> [Input]:
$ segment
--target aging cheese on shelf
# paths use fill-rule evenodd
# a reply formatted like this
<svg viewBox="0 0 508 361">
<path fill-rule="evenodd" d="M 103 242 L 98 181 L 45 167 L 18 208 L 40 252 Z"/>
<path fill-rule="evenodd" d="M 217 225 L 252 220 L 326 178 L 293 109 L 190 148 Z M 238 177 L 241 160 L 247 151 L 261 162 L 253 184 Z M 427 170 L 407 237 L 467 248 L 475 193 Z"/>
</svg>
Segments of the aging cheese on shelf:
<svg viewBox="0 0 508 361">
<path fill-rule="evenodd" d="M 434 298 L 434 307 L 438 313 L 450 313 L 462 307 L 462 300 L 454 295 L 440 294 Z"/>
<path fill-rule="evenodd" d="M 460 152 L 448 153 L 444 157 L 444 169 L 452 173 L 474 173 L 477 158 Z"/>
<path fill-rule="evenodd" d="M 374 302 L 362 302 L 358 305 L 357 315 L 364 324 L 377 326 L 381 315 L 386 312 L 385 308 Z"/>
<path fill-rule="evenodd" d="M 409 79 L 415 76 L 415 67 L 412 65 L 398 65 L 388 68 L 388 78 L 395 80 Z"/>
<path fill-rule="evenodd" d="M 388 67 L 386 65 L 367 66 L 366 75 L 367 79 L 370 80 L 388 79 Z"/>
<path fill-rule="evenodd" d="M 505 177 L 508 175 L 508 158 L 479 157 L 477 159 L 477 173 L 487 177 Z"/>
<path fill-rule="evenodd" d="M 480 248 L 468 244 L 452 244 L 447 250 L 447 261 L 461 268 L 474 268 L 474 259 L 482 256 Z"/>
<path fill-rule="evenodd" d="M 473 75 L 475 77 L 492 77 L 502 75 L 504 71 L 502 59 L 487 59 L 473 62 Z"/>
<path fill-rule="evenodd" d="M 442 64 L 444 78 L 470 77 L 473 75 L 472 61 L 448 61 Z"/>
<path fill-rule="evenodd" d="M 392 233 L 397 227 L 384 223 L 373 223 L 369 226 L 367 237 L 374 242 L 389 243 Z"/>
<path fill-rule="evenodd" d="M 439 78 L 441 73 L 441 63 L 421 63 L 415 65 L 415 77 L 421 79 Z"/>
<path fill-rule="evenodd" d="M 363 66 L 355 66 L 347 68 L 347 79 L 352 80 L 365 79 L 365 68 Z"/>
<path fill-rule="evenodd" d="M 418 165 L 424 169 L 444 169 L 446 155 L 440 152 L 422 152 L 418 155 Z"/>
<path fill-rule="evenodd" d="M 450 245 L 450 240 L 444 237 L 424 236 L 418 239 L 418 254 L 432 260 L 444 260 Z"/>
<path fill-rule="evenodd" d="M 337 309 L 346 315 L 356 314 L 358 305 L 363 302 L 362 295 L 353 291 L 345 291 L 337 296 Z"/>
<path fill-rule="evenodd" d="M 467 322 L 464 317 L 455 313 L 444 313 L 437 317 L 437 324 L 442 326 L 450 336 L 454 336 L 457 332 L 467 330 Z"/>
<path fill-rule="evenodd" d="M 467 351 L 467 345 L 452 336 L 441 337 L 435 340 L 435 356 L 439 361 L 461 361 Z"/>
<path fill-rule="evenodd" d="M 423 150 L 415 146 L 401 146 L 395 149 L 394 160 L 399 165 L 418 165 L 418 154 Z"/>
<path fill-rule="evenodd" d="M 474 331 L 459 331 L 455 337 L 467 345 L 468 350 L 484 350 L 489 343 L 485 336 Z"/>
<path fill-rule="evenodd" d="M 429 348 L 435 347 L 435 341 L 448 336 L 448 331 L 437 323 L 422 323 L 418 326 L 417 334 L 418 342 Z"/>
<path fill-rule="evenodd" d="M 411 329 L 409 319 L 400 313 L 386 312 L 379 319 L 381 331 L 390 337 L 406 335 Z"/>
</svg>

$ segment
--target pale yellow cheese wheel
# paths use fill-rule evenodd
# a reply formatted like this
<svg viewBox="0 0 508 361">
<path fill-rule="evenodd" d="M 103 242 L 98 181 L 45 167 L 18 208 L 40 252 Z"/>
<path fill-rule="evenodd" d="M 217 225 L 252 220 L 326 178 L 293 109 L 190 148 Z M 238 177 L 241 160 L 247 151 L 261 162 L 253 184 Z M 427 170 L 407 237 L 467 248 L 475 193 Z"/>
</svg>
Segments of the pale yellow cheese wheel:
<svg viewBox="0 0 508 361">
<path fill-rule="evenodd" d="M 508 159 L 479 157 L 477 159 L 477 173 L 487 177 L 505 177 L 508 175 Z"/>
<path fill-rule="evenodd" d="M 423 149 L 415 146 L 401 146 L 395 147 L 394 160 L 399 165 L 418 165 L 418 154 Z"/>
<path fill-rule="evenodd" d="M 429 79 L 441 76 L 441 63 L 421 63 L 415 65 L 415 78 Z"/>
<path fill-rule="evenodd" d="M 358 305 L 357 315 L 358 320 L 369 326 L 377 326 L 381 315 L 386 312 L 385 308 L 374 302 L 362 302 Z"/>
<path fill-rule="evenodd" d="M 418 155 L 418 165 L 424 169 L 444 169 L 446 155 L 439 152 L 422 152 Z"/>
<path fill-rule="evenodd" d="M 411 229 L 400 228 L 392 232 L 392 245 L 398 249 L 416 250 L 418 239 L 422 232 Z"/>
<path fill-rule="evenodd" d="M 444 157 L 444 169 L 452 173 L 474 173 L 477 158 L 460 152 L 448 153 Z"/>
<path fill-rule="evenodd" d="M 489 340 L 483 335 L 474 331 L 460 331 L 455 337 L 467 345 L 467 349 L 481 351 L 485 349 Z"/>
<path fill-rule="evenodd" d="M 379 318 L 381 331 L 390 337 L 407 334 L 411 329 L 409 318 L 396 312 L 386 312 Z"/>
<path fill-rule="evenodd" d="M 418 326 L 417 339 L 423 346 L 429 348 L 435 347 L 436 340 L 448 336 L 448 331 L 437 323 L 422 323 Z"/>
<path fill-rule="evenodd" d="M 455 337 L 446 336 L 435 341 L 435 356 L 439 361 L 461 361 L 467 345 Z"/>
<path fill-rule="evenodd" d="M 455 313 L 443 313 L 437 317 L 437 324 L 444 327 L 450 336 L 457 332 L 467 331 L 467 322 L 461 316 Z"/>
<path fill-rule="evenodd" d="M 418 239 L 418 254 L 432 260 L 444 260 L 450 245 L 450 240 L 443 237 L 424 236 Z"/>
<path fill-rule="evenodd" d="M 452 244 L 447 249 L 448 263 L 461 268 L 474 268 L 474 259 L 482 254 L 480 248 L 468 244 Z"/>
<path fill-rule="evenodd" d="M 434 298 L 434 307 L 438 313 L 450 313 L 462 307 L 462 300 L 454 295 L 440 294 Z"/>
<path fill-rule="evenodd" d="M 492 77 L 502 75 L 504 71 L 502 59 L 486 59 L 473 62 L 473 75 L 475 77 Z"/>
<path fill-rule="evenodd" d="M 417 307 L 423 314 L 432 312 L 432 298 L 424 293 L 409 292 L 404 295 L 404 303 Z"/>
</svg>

> [Given problem]: Above are the records; retype every one exactly.

> [Solution for this task]:
$ segment
--target aging cheese on shelf
# paths use fill-rule evenodd
# a reply formatted like this
<svg viewBox="0 0 508 361">
<path fill-rule="evenodd" d="M 103 242 L 98 181 L 45 167 L 18 208 L 40 252 Z"/>
<path fill-rule="evenodd" d="M 217 225 L 252 220 L 326 178 L 293 109 L 190 148 Z M 238 177 L 241 160 L 247 151 L 261 162 L 253 184 Z M 427 170 L 407 237 L 467 248 L 475 193 Z"/>
</svg>
Segments of the aging cheese on shelf:
<svg viewBox="0 0 508 361">
<path fill-rule="evenodd" d="M 434 298 L 434 307 L 438 313 L 450 313 L 462 307 L 462 300 L 454 295 L 440 294 Z"/>
<path fill-rule="evenodd" d="M 460 152 L 448 153 L 444 157 L 444 169 L 452 173 L 474 173 L 477 158 Z"/>
<path fill-rule="evenodd" d="M 374 302 L 362 302 L 358 305 L 357 315 L 364 324 L 377 326 L 381 315 L 386 312 L 385 308 Z"/>
<path fill-rule="evenodd" d="M 409 79 L 415 76 L 415 67 L 412 65 L 398 65 L 388 68 L 388 78 L 395 80 Z"/>
<path fill-rule="evenodd" d="M 388 67 L 386 65 L 367 66 L 366 75 L 367 79 L 370 80 L 388 79 Z"/>
<path fill-rule="evenodd" d="M 505 177 L 508 175 L 508 158 L 479 157 L 477 159 L 477 173 L 487 177 Z"/>
<path fill-rule="evenodd" d="M 480 248 L 468 244 L 452 244 L 447 250 L 447 261 L 461 268 L 474 268 L 474 259 L 482 256 Z"/>
<path fill-rule="evenodd" d="M 473 75 L 475 77 L 492 77 L 502 75 L 504 71 L 502 59 L 487 59 L 473 62 Z"/>
<path fill-rule="evenodd" d="M 442 64 L 444 78 L 470 77 L 473 75 L 472 61 L 448 61 Z"/>
<path fill-rule="evenodd" d="M 392 233 L 397 227 L 384 223 L 373 223 L 369 226 L 367 237 L 374 242 L 389 243 Z"/>
<path fill-rule="evenodd" d="M 439 78 L 441 73 L 441 63 L 421 63 L 415 65 L 415 77 L 421 79 Z"/>
<path fill-rule="evenodd" d="M 363 66 L 355 66 L 347 68 L 347 79 L 352 80 L 365 79 L 365 68 Z"/>
<path fill-rule="evenodd" d="M 418 165 L 424 169 L 444 169 L 446 155 L 440 152 L 422 152 L 418 155 Z"/>
<path fill-rule="evenodd" d="M 450 245 L 450 240 L 444 237 L 424 236 L 418 239 L 418 254 L 432 260 L 444 260 Z"/>
<path fill-rule="evenodd" d="M 337 309 L 346 315 L 356 314 L 358 305 L 363 302 L 362 295 L 353 291 L 345 291 L 337 296 Z"/>
<path fill-rule="evenodd" d="M 467 322 L 464 317 L 455 313 L 444 313 L 437 317 L 437 324 L 442 326 L 450 336 L 454 336 L 457 332 L 467 330 Z"/>
<path fill-rule="evenodd" d="M 467 351 L 467 345 L 452 336 L 441 337 L 435 340 L 435 356 L 439 361 L 461 361 Z"/>
<path fill-rule="evenodd" d="M 423 150 L 415 146 L 401 146 L 395 149 L 394 160 L 399 165 L 418 165 L 418 154 Z"/>
<path fill-rule="evenodd" d="M 474 331 L 459 331 L 455 337 L 467 345 L 468 350 L 484 350 L 489 343 L 485 336 Z"/>
<path fill-rule="evenodd" d="M 429 348 L 435 347 L 435 341 L 448 336 L 448 331 L 437 323 L 422 323 L 418 326 L 417 334 L 418 342 Z"/>
<path fill-rule="evenodd" d="M 411 329 L 409 319 L 400 313 L 386 312 L 379 319 L 381 331 L 390 337 L 406 335 Z"/>
</svg>

$ segment
--target pale yellow cheese wheel
# paths use fill-rule evenodd
# a reply formatted like this
<svg viewBox="0 0 508 361">
<path fill-rule="evenodd" d="M 103 242 L 98 181 L 45 167 L 18 208 L 40 252 Z"/>
<path fill-rule="evenodd" d="M 217 225 L 252 220 L 326 178 L 293 109 L 190 148 Z M 238 177 L 241 160 L 247 151 L 261 162 L 253 184 Z M 427 170 L 407 237 L 467 248 L 475 193 Z"/>
</svg>
Segments of the pale yellow cheese wheel:
<svg viewBox="0 0 508 361">
<path fill-rule="evenodd" d="M 508 159 L 479 157 L 477 159 L 477 173 L 487 177 L 505 177 L 508 175 Z"/>
<path fill-rule="evenodd" d="M 423 149 L 415 146 L 401 146 L 395 147 L 394 160 L 399 165 L 418 165 L 418 154 Z"/>
<path fill-rule="evenodd" d="M 429 79 L 441 76 L 441 63 L 421 63 L 415 65 L 415 78 Z"/>
<path fill-rule="evenodd" d="M 358 305 L 357 315 L 358 320 L 369 326 L 377 326 L 381 315 L 386 312 L 385 308 L 374 302 L 362 302 Z"/>
<path fill-rule="evenodd" d="M 418 155 L 418 165 L 424 169 L 444 169 L 446 155 L 439 152 L 422 152 Z"/>
<path fill-rule="evenodd" d="M 411 229 L 400 228 L 392 232 L 392 245 L 398 249 L 416 250 L 418 239 L 422 232 Z"/>
<path fill-rule="evenodd" d="M 444 157 L 444 169 L 452 173 L 474 173 L 477 158 L 460 152 L 448 153 Z"/>
<path fill-rule="evenodd" d="M 489 340 L 483 335 L 474 331 L 460 331 L 455 337 L 467 345 L 467 349 L 481 351 L 485 349 Z"/>
<path fill-rule="evenodd" d="M 379 318 L 381 331 L 390 337 L 407 334 L 411 329 L 409 318 L 396 312 L 386 312 Z"/>
<path fill-rule="evenodd" d="M 418 326 L 417 339 L 423 346 L 429 348 L 435 347 L 436 340 L 448 336 L 448 331 L 437 323 L 422 323 Z"/>
<path fill-rule="evenodd" d="M 455 337 L 446 336 L 435 341 L 435 356 L 439 361 L 461 361 L 467 345 Z"/>
<path fill-rule="evenodd" d="M 455 313 L 443 313 L 437 317 L 437 324 L 444 327 L 450 336 L 457 332 L 467 331 L 467 322 L 461 316 Z"/>
<path fill-rule="evenodd" d="M 418 239 L 418 254 L 432 260 L 444 260 L 450 245 L 450 240 L 443 237 L 424 236 Z"/>
<path fill-rule="evenodd" d="M 452 244 L 447 249 L 448 263 L 461 268 L 474 268 L 474 259 L 482 254 L 480 248 L 468 244 Z"/>
<path fill-rule="evenodd" d="M 434 298 L 434 307 L 438 313 L 450 313 L 462 307 L 462 300 L 454 295 L 440 294 Z"/>
<path fill-rule="evenodd" d="M 492 77 L 502 75 L 504 71 L 502 59 L 486 59 L 473 62 L 473 75 L 475 77 Z"/>
<path fill-rule="evenodd" d="M 417 307 L 423 314 L 432 312 L 432 298 L 424 293 L 409 292 L 404 295 L 404 303 Z"/>
</svg>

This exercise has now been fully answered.